### EXCERPT
In [12]:
%matplotlib inline
import matplotlib.pyplot as plt

from pathlib import Path

from promg.modules.db_management import DBManagement
from tabulate import tabulate
import yaml

from promg import Configuration, DatabaseConnection, Performance, SemanticHeader, DatasetDescriptions, OcedPg, Query

from IPython.core.interactiveshell import InteractiveShell

InteractiveShell.ast_node_interactivity = "all"

import pandas as pd

pd.set_option('display.width', 2000)

### Define the project that you want to do analysis on

In [13]:
case_study = 'bpic14'
# case_study = 'bpic17'
use_sample = False

In [14]:
# retrieve configuration for case_study
conf_path = Path(case_study, 'config.yaml')
config = yaml.safe_load(open(conf_path))

print(f"These are the credentials that I expect to be set for the database.")
print(f"db_name: {config["db_name"]}")
print(f"uri: {config["uri"]}")
print(f"password: {config["password"]}")
print("----------------------")
print(f"If you have other credentials, please change them at: {conf_path}")

These are the credentials that I expect to be set for the database.

### DATASET EXCERPTS
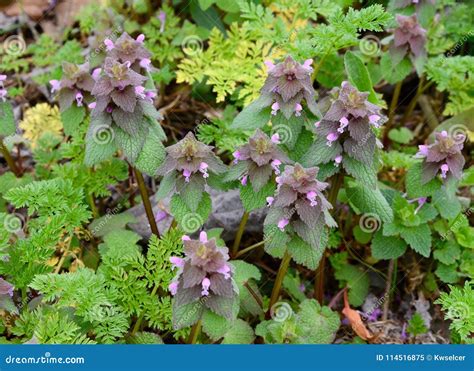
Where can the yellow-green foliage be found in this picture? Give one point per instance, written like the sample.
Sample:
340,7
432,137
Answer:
40,119
231,62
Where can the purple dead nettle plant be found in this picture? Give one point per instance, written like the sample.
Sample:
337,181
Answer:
299,205
443,157
259,159
204,276
189,162
287,84
124,95
6,288
74,87
3,91
348,126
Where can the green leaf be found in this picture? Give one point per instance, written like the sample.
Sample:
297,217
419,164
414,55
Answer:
252,200
361,236
152,155
414,186
419,238
359,75
387,247
304,254
365,174
100,144
131,145
254,116
7,119
447,252
401,135
368,200
188,220
167,185
214,326
72,118
447,273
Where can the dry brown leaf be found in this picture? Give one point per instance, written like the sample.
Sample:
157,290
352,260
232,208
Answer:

### WHAT NEEDS TO BE DONE
Summarize the notebook code at the top of the page in two sentences.

### OUTPUT OF THE EXERCISE
The code imports plotting, path, YAML, tabulate, pandas and promg tools, then sets the case study to "bpic14" with use_sample set to False. It loads that case study's config.yaml and prints the database name, URI and password it expects, along with a note to change them in that file if the credentials differ.